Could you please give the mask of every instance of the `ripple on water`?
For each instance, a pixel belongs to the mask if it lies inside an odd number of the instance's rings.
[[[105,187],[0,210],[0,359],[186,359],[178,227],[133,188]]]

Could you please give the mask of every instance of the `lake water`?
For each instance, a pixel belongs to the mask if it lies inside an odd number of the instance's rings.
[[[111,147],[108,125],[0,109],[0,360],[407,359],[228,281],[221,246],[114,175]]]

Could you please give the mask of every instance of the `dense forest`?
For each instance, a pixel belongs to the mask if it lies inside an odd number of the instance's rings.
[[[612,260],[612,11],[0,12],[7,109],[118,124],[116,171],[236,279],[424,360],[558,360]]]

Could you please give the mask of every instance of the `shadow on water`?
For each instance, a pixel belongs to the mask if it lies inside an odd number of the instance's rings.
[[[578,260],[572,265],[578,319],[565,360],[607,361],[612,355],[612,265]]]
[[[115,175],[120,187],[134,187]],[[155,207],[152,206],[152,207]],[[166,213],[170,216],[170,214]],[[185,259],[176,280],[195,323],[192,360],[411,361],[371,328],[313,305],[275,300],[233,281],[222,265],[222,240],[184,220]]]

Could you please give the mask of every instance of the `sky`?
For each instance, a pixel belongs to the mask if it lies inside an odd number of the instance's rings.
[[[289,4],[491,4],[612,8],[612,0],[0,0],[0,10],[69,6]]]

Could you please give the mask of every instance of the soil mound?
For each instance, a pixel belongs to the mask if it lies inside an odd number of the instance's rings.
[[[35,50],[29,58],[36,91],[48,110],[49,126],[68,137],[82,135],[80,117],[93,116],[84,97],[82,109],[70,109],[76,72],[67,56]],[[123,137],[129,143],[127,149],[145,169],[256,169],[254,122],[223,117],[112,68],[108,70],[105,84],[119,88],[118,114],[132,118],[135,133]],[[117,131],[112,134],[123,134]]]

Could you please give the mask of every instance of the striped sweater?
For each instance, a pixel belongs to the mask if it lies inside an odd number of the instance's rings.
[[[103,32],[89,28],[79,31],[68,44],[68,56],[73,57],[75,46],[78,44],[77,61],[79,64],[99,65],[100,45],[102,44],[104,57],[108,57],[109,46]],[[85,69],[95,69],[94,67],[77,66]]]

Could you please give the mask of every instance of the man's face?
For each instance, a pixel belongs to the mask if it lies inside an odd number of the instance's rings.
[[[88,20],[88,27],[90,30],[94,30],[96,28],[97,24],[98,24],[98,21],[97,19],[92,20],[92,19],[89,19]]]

——

=== Problem ===
Print from the line containing "the soil mound?" to the last line above, exactly as written.

=== Task result ===
Could you please give the mask of every instance of the soil mound?
For each instance, a pixel belongs to the mask if it lies inside an odd number of the instance's rings.
[[[35,50],[29,58],[36,91],[48,110],[49,126],[68,137],[82,135],[80,117],[93,116],[84,97],[82,109],[70,109],[76,72],[67,56]],[[123,137],[129,143],[127,149],[145,169],[256,169],[254,122],[223,117],[112,68],[108,70],[105,84],[119,88],[118,114],[132,118],[135,133]],[[117,131],[112,134],[123,134]]]

Could you please give the mask of every instance of the striped sweater?
For each instance, a pixel belongs to the mask if it lies inside an odd number of the instance's rings.
[[[103,32],[89,28],[79,31],[68,44],[68,56],[73,57],[75,46],[78,44],[77,61],[79,64],[99,65],[100,45],[102,44],[104,57],[108,57],[109,46]],[[85,69],[95,69],[94,67],[77,66]]]

Could you please give the mask of every instance of the man's face?
For each instance, a pixel belongs to the mask if it lies inside an odd number of the instance's rings.
[[[88,20],[88,27],[90,30],[94,30],[96,28],[97,24],[98,24],[98,21],[97,19],[92,20],[92,19],[89,19]]]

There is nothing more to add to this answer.